● List of tasks:
1: List every activity that, according to the rest and recovery essay, people regret not doing more at the end of their lives.
2: Rewrite the paragraph of the rest and recovery essay that begins "Week one of rest and recovery" in two or three short sentences, keeping its main facts.
3: Continue the rest and recovery essay for another paragraph or two, picking up right after its final sentence and keeping its voice.

● Reading text:
In the end, we only get one lifetime (at least in this form, depending on what you believe) to create meaning. A universal truth I keep reminding myself of is that people never regret not spending more time at work at the end of their lives. People regret not laughing more, crying more, playing more, connecting with loved ones more.

So, here I go into the next stage of my journey. Perfectly timed with the spring equinox. What better metaphor than spring to begin anew? I might have liked having 13 weeks of winter to rest and recuperate from the past 30 years, but I suspect not. After all, it can be hard work getting rest.

Staycation

Week one of rest and recovery is already behind me. It’s an interesting thing to tell yourself you have two weeks to do only what you feel like doing. There’s a certain restlessness that ensues. Voices in my head tell me I’m supposed to be doing something productive. This has led to signing up for a couple of online classes–one for my future work and the other for enjoying life.

But which class have I spent time on? Well, it’s not the one on enjoyment. Ironically, the topic I’ve been procrastinating is separating self-worth from exhaustion and productivity.

I suspect the idea of not exhausting myself through productivity is scary.

After all, what’s one of the first questions we ask one another when we meet in a social setting? “What do you do?” How many times have we asked that question? How many times have we answered it? How often do we answer with our jobs?

“What do you do?” has all kinds of implications. We don’t ask “What’s important to you?” or “What do you like the most about yourself?’ or “What do you most want to be remembered for?” Can you imagine someone asking you something like that upon first meeting? It would feel far too personal. Instead, we ease our way into finding out what really matters to a person by asking them about their career.

● Information shown:

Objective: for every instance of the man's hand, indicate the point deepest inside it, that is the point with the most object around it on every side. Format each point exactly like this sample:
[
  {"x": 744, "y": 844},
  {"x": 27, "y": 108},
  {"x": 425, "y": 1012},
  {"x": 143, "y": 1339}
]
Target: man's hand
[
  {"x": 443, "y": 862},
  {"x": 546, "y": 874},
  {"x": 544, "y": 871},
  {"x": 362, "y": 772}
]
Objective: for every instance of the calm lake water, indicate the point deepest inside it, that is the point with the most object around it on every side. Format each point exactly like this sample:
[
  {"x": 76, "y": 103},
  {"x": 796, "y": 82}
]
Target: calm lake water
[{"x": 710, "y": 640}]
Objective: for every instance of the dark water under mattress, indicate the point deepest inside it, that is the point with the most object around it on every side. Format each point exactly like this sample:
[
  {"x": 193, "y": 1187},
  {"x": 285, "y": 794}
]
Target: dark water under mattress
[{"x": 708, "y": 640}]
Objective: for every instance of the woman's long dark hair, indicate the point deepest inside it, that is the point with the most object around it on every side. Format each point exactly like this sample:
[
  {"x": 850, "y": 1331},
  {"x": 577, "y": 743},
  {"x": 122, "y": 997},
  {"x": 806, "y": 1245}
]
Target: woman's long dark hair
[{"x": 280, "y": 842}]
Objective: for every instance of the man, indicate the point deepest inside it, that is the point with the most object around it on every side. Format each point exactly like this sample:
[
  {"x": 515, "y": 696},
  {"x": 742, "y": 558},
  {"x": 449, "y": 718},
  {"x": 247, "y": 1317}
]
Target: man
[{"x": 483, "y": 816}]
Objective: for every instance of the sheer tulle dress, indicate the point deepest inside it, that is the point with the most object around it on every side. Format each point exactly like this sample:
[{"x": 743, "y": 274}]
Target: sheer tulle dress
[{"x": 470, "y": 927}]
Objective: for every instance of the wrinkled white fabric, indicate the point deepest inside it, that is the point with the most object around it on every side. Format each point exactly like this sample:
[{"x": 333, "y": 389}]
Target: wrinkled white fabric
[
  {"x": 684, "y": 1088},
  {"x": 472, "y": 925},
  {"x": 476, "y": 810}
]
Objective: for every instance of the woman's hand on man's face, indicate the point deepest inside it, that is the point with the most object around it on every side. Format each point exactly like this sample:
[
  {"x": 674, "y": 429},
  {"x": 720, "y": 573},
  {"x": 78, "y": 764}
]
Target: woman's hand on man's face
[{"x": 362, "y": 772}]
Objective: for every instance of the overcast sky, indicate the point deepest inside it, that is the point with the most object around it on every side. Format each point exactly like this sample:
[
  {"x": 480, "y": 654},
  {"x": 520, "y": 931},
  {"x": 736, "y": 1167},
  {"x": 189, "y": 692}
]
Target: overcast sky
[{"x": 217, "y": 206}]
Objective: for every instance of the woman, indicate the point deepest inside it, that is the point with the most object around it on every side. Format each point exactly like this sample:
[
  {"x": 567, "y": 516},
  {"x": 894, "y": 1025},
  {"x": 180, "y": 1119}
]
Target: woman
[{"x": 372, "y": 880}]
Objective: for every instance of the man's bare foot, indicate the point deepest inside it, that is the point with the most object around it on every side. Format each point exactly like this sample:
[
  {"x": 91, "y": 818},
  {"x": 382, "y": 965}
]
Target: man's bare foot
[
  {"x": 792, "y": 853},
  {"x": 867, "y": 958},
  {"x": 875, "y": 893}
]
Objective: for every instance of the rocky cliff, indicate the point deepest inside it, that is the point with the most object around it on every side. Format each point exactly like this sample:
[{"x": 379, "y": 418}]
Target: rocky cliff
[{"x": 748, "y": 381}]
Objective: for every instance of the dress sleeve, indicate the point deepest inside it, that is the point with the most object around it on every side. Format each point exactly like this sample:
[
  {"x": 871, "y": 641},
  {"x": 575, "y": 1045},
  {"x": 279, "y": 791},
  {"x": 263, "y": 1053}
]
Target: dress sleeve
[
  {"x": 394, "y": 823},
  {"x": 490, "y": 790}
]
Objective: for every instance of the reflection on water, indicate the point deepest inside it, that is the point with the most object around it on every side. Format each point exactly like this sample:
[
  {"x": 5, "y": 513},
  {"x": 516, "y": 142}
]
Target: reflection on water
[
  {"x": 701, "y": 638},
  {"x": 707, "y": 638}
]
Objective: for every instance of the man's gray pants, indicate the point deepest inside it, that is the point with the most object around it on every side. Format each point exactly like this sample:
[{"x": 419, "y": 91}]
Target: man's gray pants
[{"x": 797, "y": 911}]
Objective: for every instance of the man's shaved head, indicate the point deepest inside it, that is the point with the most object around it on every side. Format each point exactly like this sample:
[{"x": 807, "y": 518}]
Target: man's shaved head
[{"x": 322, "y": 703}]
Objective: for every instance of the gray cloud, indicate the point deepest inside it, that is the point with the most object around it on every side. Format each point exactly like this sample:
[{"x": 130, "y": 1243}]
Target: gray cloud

● Written answers:
1:
- Laughing
- Crying
- Playing
- Connecting with loved ones

2: The first of two weeks set aside for doing only what feels right is over, and it brought restlessness and inner voices urging productivity. That pressure led to signing up for two online classes, one for future work and one for enjoying life.

3:
Yet, what do we actually learn about a person by asking about what they do? I think about the mothers and fathers I’ve known who have chosen to stay home with their children in favor of a paid career and their discomfort with this question. Whenever I have blundered into asking a stay-a-home parent what they do, they have usually answered with a self-conscious, “Well, I don’t work. I stay home with the kids.” To which I have inevitably replied, “Well that’s certainly work! There’s nothing easy about your job,” in my attempt to make them feel valued.

Yet even this response points to our cultural expectation that hard work is what makes a person valuable. Acknowledging that parenting is hard work may be accurate, but it still values work first. Imagine if someone said, “I try to do very little. I spend most of my day just being.” Wouldn’t we immediately want to know how to “do” being? What does that even look like?

I have spent the past week spending more time relaxing, but this tends to mean a combination of being more active and then vegetating. I’ve ridden my bike more, walked more, hiked more, done more yoga, done more shooting, and laid on the couch more. I’ve also played a lot of euchre (it’s a card game) on my iPad and napped.

The paradox of letting go of my career identity seems to be that I find other things to do instead. Is this progress? Or am I just distracting myself from deeper truths that can only be revealed in stillness?